» **EXERCISE GOAL**:
From the line with "Target: dirt ground" to the final line of the records, reproduce every line exactly and only those lines.
○ ○ ○ ○ ○ ○ ○
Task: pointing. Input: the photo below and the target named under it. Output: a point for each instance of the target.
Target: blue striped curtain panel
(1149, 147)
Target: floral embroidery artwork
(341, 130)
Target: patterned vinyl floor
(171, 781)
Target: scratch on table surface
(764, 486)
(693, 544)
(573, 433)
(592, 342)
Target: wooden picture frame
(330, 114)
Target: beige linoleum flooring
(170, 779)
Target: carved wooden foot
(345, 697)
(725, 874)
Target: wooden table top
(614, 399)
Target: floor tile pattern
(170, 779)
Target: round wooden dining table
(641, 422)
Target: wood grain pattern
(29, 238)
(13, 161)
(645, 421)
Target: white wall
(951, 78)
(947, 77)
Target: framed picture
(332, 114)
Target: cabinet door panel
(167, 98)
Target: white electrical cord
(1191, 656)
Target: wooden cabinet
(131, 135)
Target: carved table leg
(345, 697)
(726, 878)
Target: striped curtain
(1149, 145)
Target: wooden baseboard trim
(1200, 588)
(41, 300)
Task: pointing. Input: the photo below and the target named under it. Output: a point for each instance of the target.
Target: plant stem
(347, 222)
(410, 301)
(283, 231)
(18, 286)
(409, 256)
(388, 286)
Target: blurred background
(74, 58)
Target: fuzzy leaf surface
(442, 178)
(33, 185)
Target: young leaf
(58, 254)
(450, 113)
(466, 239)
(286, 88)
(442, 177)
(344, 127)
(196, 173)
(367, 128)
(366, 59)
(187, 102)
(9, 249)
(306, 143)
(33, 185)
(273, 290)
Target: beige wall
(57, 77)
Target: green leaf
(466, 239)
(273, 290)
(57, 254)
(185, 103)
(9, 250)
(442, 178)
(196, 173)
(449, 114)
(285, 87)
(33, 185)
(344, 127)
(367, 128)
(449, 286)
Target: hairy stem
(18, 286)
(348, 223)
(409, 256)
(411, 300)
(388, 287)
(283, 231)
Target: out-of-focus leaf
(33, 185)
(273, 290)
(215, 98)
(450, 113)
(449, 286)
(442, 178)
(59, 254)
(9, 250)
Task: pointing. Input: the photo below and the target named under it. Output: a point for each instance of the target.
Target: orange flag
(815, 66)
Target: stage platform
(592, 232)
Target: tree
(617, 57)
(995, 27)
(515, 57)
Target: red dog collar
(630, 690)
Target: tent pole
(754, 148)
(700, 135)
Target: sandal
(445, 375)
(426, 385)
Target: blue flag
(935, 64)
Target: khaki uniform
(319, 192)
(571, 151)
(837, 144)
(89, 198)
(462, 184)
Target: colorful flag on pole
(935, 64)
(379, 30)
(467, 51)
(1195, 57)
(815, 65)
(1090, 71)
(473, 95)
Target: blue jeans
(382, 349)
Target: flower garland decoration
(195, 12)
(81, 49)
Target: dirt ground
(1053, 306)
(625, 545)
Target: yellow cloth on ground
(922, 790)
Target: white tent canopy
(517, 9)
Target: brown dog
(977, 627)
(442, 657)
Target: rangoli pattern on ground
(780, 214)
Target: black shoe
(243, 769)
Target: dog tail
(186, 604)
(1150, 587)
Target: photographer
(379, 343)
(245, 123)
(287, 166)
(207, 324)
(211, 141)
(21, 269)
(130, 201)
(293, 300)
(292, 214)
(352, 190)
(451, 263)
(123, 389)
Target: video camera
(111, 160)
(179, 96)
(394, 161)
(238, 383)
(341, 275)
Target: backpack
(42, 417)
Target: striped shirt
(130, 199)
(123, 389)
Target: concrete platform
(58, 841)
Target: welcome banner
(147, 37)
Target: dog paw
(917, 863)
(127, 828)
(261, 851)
○ ○ ○ ○ ○ ○ ○
» **EXERCISE SOLUTION**:
Target: dirt ground
(1053, 306)
(625, 545)
Target: yellow cloth on ground
(922, 790)
Target: white tent canopy
(517, 9)
Target: brown dog
(977, 627)
(442, 657)
Target: rangoli pattern on ground
(780, 214)
Target: black shoe
(243, 769)
Target: dog tail
(186, 604)
(1150, 587)
Target: photographer
(379, 343)
(245, 123)
(287, 166)
(207, 324)
(211, 141)
(21, 269)
(130, 201)
(293, 300)
(292, 214)
(352, 190)
(451, 263)
(123, 389)
Target: video camera
(111, 160)
(179, 96)
(394, 161)
(238, 383)
(341, 275)
Target: backpack
(42, 417)
Target: striped shirt
(130, 199)
(123, 389)
Target: concrete platform
(58, 841)
Target: welcome banner
(147, 37)
Target: dog paw
(917, 863)
(127, 828)
(261, 851)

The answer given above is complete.